* _BRANO ESTRATTO_:
_____
537. Gormenghast – Mervyn Peake (1950)

Soverchiato dalla cima ad artiglio e dalle giogaie scoscese dell'omonimo monte, il reame di Gormenghast ha il suo centro in un immane agglomerato tirannico con le sembianze di un castello. Qui ogni antica bellezza si è corrotta in cupa fatiscenza: le mura sono sinistre «come banchine di moli», e le costruzioni si tengono tra loro «come carcasse di navi sfasciate». E qui, intorno al piccolo Tito – divenuto il settantasettesimo conte dopo la misteriosa morte di Sepulcrio –, si muovono gli esseri inconcepibili che sono la sostanza stessa di cui è composto il castello: la gigantesca contessa Gertrude, la madre, dalle spalle affollate di uccelli e dallo spumoso strascico di gatti bianchi; l'amata sorella Fucsia dai capelli corvini, che col suo abito cremisi infiamma i corridoi grigi; il fanatico custode delle leggi, Barbacane, nano storpio che raggela il sangue col secco schiocco della sua gruccia; e il gelido Ferraguzzo, che non cessa di ascendere verso il culmine della sua bramosia di potere. Prigioniero di riti decrepiti e di trame che falciano la sua livida Corte, Tito, che pure vorrebbe sfuggire a Gormenghast, dovrà combattere per salvare dal Male il cuore del castello – e trovare se stesso: perché forse un altrove non è nemmeno pensabile, e tutto conduce a Gormenghast. Nel secondo pannello della sua trilogia, Peake raggiunge il nucleo più oscuro di una narrazione che molti hanno paragonato, per vastità di respiro e potenza visionaria, al Signore degli anelli. In realtà egli va molto oltre, riuscendo a saldare in un travolgente flusso romanzesco il male della storia e il Male metafisico, e a far dono al lettore di una scrittura che fonde lo smalto imprevedibile dei colori alla precisione iperrealistica dei dettagli – quasi la "trascrittura" dell'arte di un pittore fiammingo gettato dal caso nel cuore di un altro mondo, che non abbandonerà più la nostra memoria.
_____
* _FONTE DEL MATERIALE_:
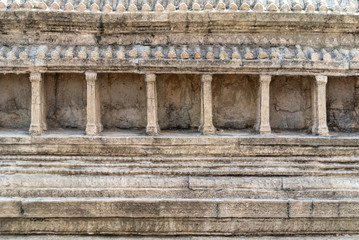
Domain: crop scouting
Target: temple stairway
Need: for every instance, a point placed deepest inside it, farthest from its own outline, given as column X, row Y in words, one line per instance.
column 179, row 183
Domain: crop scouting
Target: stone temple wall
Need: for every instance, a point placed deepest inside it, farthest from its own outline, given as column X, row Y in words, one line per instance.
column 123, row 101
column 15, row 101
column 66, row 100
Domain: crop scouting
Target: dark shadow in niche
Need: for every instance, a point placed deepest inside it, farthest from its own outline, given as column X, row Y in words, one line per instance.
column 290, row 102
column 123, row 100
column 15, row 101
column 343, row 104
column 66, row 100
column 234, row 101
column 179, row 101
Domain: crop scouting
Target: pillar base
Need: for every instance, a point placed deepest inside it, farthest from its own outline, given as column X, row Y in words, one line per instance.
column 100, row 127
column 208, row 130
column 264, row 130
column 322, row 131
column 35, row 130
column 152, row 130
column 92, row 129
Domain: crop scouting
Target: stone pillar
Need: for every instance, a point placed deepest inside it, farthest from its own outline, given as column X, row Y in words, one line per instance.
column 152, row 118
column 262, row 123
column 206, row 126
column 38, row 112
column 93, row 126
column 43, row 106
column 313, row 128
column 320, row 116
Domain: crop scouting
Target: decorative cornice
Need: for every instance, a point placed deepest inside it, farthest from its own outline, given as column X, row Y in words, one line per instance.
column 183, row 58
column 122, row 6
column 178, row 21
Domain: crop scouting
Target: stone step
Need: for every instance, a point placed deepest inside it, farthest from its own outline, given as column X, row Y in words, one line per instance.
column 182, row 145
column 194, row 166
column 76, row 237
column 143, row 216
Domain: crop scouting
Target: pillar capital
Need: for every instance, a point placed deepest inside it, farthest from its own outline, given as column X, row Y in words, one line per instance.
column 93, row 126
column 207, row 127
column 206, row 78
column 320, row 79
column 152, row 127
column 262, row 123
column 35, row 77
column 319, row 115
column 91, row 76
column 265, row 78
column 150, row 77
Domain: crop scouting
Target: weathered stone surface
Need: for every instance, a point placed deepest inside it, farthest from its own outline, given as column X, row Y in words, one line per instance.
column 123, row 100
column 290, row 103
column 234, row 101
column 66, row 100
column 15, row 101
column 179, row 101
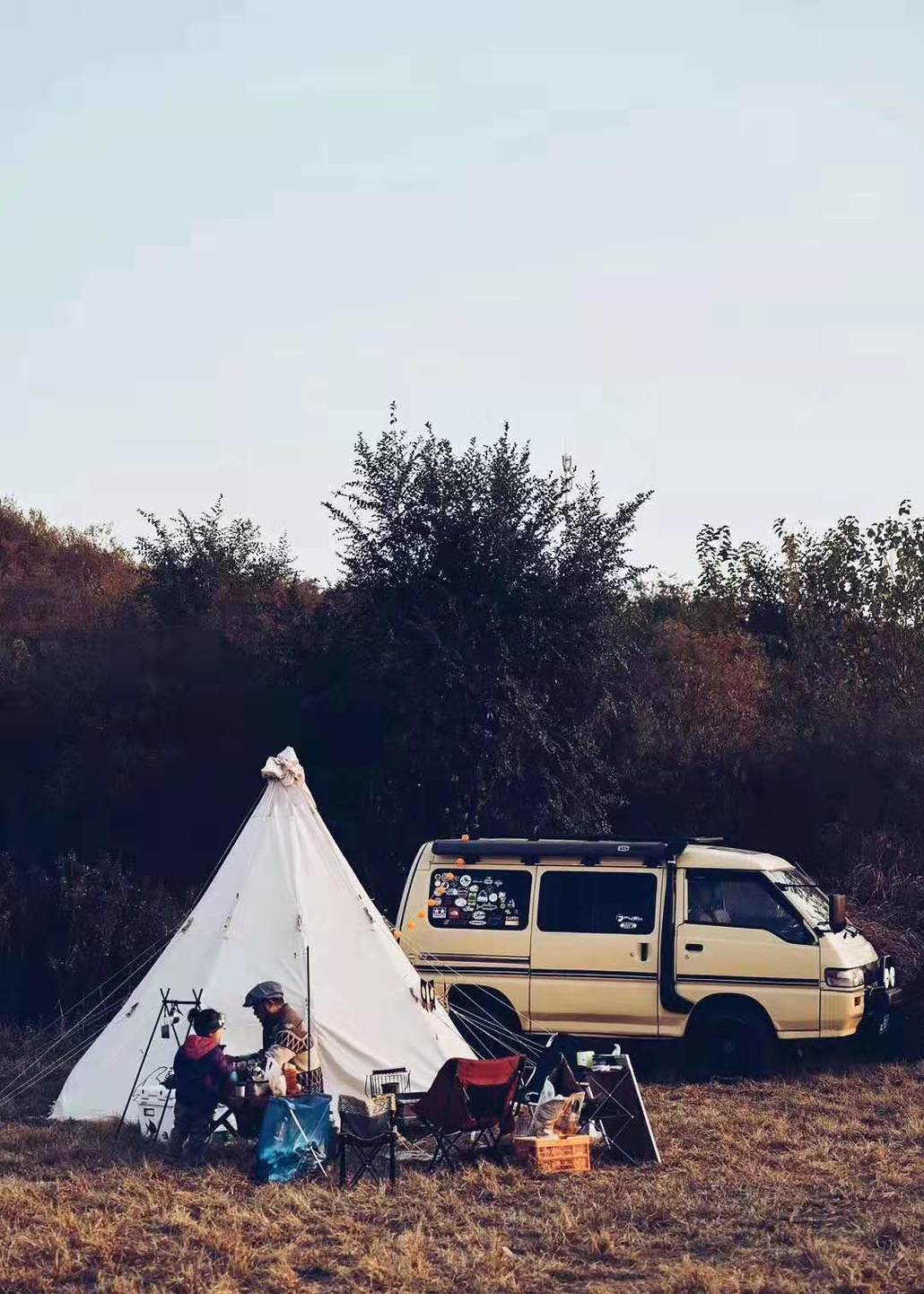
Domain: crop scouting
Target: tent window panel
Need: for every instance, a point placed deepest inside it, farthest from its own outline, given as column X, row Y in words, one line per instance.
_____
* _TRACCIA_:
Rispondi alle domande sul brano dedicato a Gormenghast.
(a) Quale conte è diventato Tito dopo la morte di Sepulcrio?
(b) Di che colore è l'abito di Fucsia?
(c) A quale opera molti hanno paragonato la narrazione di Peake?

* _SPAZIO RISPOSTA_:
(a) Il settantasettesimo conte.
(b) Cremisi.
(c) Al Signore degli anelli.